SUPPLIED PASSAGE.
Drupal in the post-page era

Submitted by Larry on 1 November 2011 - 2:31am

(At BADCamp, several people were asking me to explain what the heck the Web Services core initiative was trying to do, so I got to practice my elevator pitch. This is essentially that pitch in written form.)

Drupal today is very page-oriented. Every request that comes in is responded to with a full HTML page. It is possible to return something else, and finally in Drupal 7 there is, sort of, native support to do so with delivery callbacks, but by and large any non-page response is an after thought at best and a hack at worst. The entire system is built around the assumption that we're returning an HTML page. Why else would we still load the theme system and form system for an auto-complete callback?

In the past, that hasn't been a major issue. The web was a series of pages, in practice, and Drupal is one of if not the most flexible page-generating machine on the web today. Drupal 7 is, arguably, the pinnacle of this page-oriented world.

Just in time for that world to be fading fast.

Tomorrow's web

In case you've been living under a rock, the web is in the midst of a massive upheval. HTML and HTTP, tools built for linking static pages together, are transmogrifying (somewhat painfully and with lots of torn shirts along the way) into a layer of the Internet atop the Internet. Everything is not a page, destined for a known browser. Everything is a response to a request. That is all that can be assumed.

Responsive design and mobile-friendly sites may get all the press, but that's the least of our worries. That's "just" theming (he says as the themers get pitchforks). The web is changing in even more fundamental ways.

Consider a site using Varnish. That can do more than just serve a full page from a RAM cache. Edge-Side Includes (ESI) let it cache most of the page but call on the server to render just certain portions of the page (say, those that are customized to a given user) quickly and stitch them together on the fly. That's next year's high-volume web sites.

Consider FaceBook. They switched to parallel rendering of the page through sub-requests over a year ago. They call it Big Pipe. The general idea, though, is breaking the page up to generate and deliver in segments, in parallel. This is last year's high-volume web site.

Consider My.FCC.Gov. Watch the video. That is a Drupal site. (Can you believe it?) The page is actually being built in the browser, by the client, in Javascript. The individual chunks of the page are being retrieved by multiple parallel Ajax requests. That required a fair bit of custom code and Services work, which means lots of full bootstraps.

RECORDED INFORMATION.
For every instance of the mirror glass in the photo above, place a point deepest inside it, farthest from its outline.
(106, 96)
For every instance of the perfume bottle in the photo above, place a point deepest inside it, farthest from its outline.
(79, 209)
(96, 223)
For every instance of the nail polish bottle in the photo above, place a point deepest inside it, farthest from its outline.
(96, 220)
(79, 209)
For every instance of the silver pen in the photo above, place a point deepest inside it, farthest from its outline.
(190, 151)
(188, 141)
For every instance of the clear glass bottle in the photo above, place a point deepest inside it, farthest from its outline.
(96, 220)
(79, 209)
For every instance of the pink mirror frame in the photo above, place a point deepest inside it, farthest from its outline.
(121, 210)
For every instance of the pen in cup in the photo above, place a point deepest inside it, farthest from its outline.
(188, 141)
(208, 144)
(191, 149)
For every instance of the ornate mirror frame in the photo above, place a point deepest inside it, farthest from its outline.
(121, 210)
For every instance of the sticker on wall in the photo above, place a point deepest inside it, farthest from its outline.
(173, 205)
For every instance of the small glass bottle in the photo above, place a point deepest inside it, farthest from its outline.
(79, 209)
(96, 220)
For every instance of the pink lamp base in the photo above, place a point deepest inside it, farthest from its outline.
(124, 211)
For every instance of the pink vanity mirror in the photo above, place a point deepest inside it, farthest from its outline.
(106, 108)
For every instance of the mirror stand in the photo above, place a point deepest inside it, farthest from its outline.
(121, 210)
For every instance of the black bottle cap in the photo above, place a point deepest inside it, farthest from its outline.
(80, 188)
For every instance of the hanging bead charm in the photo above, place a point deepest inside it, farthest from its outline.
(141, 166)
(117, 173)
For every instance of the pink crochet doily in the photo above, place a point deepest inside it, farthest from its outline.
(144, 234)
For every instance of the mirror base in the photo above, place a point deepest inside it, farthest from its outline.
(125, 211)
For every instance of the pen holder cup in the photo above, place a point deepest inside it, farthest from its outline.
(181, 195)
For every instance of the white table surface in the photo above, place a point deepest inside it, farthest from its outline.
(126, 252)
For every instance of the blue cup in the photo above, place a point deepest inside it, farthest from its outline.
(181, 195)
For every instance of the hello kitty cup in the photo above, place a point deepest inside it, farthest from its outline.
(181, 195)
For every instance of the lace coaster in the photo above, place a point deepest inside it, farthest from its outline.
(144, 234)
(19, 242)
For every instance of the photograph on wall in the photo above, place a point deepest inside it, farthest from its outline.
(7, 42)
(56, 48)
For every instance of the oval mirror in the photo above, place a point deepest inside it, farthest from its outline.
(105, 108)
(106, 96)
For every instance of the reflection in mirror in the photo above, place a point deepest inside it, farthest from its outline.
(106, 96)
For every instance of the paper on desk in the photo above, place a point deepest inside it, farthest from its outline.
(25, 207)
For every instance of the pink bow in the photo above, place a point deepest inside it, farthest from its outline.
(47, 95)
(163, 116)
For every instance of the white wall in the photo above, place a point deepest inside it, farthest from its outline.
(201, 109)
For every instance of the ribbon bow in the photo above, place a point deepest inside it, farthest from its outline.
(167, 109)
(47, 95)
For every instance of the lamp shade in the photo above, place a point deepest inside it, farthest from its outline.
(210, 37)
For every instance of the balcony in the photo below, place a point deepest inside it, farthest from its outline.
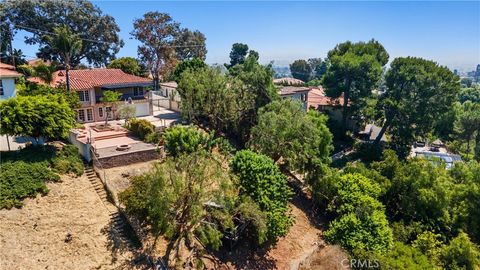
(123, 97)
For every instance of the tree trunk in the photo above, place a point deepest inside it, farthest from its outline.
(382, 131)
(67, 74)
(346, 97)
(477, 146)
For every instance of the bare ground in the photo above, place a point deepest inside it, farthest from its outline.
(34, 237)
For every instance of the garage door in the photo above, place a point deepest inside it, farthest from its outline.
(142, 109)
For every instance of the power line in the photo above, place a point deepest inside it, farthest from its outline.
(99, 41)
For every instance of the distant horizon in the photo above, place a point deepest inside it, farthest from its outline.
(446, 32)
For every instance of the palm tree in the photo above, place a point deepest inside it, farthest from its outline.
(66, 45)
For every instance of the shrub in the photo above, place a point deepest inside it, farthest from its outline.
(140, 127)
(261, 179)
(68, 160)
(153, 137)
(461, 253)
(361, 222)
(19, 180)
(185, 139)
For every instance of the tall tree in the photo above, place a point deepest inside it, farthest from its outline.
(418, 92)
(467, 125)
(237, 54)
(158, 33)
(66, 46)
(355, 70)
(48, 117)
(99, 32)
(128, 65)
(191, 45)
(319, 67)
(286, 132)
(301, 70)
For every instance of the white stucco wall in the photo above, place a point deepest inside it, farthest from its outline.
(8, 88)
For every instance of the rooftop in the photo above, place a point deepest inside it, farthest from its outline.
(84, 79)
(8, 71)
(288, 81)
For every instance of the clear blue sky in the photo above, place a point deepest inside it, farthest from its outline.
(447, 32)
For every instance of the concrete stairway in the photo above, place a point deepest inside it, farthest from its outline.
(118, 224)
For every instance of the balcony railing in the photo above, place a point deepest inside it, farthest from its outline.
(123, 97)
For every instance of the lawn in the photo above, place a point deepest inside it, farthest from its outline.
(24, 173)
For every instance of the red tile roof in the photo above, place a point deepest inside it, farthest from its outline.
(8, 71)
(290, 90)
(84, 79)
(317, 97)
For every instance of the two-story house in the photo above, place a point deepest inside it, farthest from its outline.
(7, 81)
(90, 85)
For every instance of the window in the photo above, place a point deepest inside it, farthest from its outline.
(81, 115)
(89, 115)
(108, 110)
(138, 91)
(84, 96)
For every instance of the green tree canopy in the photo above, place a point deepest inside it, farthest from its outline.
(128, 65)
(39, 116)
(192, 201)
(301, 70)
(418, 92)
(99, 32)
(65, 45)
(193, 64)
(361, 223)
(237, 54)
(355, 70)
(262, 180)
(159, 36)
(285, 131)
(227, 103)
(185, 140)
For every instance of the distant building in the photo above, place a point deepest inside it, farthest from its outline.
(90, 85)
(299, 93)
(286, 81)
(7, 81)
(435, 152)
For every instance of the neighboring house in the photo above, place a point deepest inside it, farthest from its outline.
(371, 132)
(299, 93)
(333, 107)
(288, 81)
(7, 81)
(171, 99)
(90, 85)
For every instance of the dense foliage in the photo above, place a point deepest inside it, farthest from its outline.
(185, 140)
(128, 65)
(432, 211)
(24, 173)
(46, 116)
(355, 70)
(262, 180)
(100, 40)
(227, 103)
(418, 92)
(189, 199)
(140, 128)
(285, 131)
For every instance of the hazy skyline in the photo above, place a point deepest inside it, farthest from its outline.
(447, 32)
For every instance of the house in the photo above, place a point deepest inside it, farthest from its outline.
(299, 93)
(371, 132)
(90, 85)
(7, 81)
(288, 81)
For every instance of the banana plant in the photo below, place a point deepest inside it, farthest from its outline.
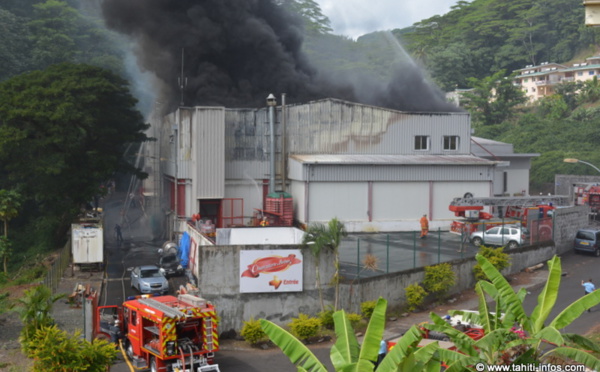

REQUIRED WORK. Condense the paragraph that opens "Drupal today is very page-oriented" in the post on Drupal in the post-page era into a short bulleted list that keeps its main facts.

RESULT FOR THIS EXERCISE.
- Drupal is strongly page-oriented: every incoming request gets a full HTML page in response.
- Other kinds of responses are possible, and Drupal 7 partly supports them natively through delivery callbacks.
- Still, non-page responses are mostly an afterthought at best and a hack at worst.
- The whole system assumes an HTML page is being returned, which is why an auto-complete callback still loads the theme and form systems.